DO THIS: Translate this sentence from the documentation on YAML dot-paths into Spanish: "The file is parsed, leaves are deleted, empty parent maps are pruned recursively, and the result is rewritten through dump so the formatting (sort, quoting, literal blocks) is preserved."

SUPPLIED PASSAGE:
Limitation: keys containing a literal . are not supported — the dot is always treated as a segment separator.

ImmosquareYaml.parse_path("fr.app.title")
# => ["fr", "app", "title"]

ImmosquareYaml.parse_path("fr.statuses.\"yes\"")
# => ["fr", "statuses", "yes"]

ImmosquareYaml.parse_path("fr.counts.\"42\"")
# => ["fr", "counts", "42"]

Round-trip example:

hash = ImmosquareYaml.parse("config/locales/fr.yml")

ImmosquareYaml.flatten_keys(hash).each do |path|
  value = hash.dig(*ImmosquareYaml.parse_path(path))
  puts "#{path} = #{value.inspect}"
end

Delete paths

delete_paths removes one or more dot-paths from a YAML file. The file is parsed, leaves are deleted, empty parent maps are pruned recursively, and the result is rewritten through dump so the formatting (sort, quoting, literal blocks) is preserved.

It accepts a single path or an Array<String>. Reserved (yes, no, true, ...) and purely numeric segments must be wrapped in "...", exactly like the output of flatten_keys.

##  Remove a single key
ImmosquareYaml.delete_paths("config/locales/fr.yml", "fr.app.leases.statuses.archived")
##  => { :deleted => ["fr.app.leases.statuses.archived"], :not_found => [] }

##  Remove several at once — empty parents are pruned automatically
ImmosquareYaml.delete_paths("config/locales/fr.yml", [
  "fr.app.leases.title",
  "fr.app.leases.statuses.active",
  "fr.app.leases.statuses.archived"

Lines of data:
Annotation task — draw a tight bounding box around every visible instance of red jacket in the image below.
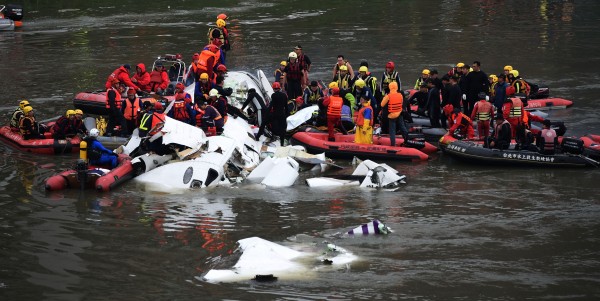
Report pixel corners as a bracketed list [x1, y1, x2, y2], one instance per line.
[104, 66, 140, 90]
[133, 63, 151, 92]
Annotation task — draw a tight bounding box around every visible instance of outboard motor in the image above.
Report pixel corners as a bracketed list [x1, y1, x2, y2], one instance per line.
[0, 4, 23, 21]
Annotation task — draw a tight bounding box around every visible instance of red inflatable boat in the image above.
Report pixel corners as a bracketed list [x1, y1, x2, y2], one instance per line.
[46, 154, 133, 191]
[0, 126, 81, 155]
[290, 132, 437, 161]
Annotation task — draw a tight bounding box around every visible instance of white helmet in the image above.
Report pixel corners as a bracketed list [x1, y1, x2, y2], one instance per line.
[90, 128, 100, 137]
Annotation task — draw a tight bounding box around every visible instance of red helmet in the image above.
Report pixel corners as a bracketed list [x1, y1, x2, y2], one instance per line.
[506, 86, 517, 96]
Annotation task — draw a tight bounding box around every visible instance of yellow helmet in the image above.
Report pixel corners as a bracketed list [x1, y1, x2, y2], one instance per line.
[354, 79, 365, 89]
[19, 99, 29, 110]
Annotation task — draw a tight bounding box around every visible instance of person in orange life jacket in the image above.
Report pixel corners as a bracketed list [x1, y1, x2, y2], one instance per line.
[502, 86, 524, 138]
[131, 63, 152, 93]
[444, 105, 475, 140]
[537, 119, 558, 155]
[84, 128, 118, 169]
[294, 45, 312, 90]
[121, 89, 142, 135]
[283, 52, 304, 99]
[69, 109, 87, 136]
[471, 92, 494, 140]
[197, 100, 225, 135]
[381, 82, 408, 146]
[167, 83, 196, 125]
[425, 78, 442, 128]
[106, 90, 128, 137]
[19, 106, 44, 140]
[323, 87, 348, 141]
[273, 61, 287, 84]
[255, 82, 290, 146]
[150, 62, 171, 95]
[105, 64, 140, 90]
[484, 111, 512, 149]
[354, 97, 375, 144]
[50, 110, 75, 139]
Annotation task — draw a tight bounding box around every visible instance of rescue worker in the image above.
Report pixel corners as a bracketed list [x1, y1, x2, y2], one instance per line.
[10, 99, 30, 131]
[256, 82, 290, 146]
[381, 82, 408, 146]
[332, 54, 354, 78]
[106, 89, 128, 137]
[354, 95, 372, 144]
[197, 100, 225, 136]
[84, 128, 119, 169]
[323, 87, 348, 141]
[444, 105, 475, 140]
[332, 66, 353, 91]
[131, 63, 152, 93]
[471, 92, 494, 140]
[299, 80, 324, 110]
[538, 119, 558, 155]
[486, 111, 512, 150]
[283, 51, 304, 99]
[167, 83, 196, 125]
[19, 106, 44, 140]
[121, 90, 142, 135]
[273, 61, 287, 84]
[380, 61, 402, 95]
[502, 86, 524, 138]
[294, 45, 312, 89]
[50, 110, 75, 139]
[414, 69, 430, 89]
[105, 64, 140, 91]
[150, 62, 171, 95]
[463, 61, 490, 116]
[494, 74, 508, 110]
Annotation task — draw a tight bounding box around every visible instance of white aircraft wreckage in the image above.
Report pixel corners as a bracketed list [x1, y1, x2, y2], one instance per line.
[202, 237, 358, 283]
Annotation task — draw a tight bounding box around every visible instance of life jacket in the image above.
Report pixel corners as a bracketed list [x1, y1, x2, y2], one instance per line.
[381, 70, 400, 91]
[388, 93, 404, 114]
[542, 129, 556, 150]
[19, 116, 35, 135]
[327, 95, 344, 116]
[336, 73, 350, 90]
[356, 106, 375, 126]
[10, 108, 25, 129]
[106, 88, 122, 110]
[173, 100, 190, 122]
[123, 97, 141, 120]
[471, 100, 492, 121]
[286, 60, 302, 80]
[511, 78, 531, 96]
[508, 97, 523, 118]
[198, 49, 218, 73]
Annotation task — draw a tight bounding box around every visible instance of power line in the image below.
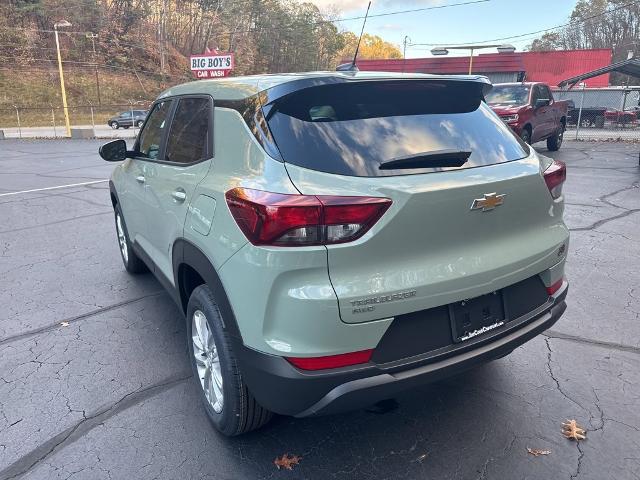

IN RESPONSE: Se analiza el archivo, se eliminan las hojas, se podan recursivamente los mapas padre vacíos y el resultado se reescribe mediante dump para que se conserve el formato (ordenación, entrecomillado, bloques literales).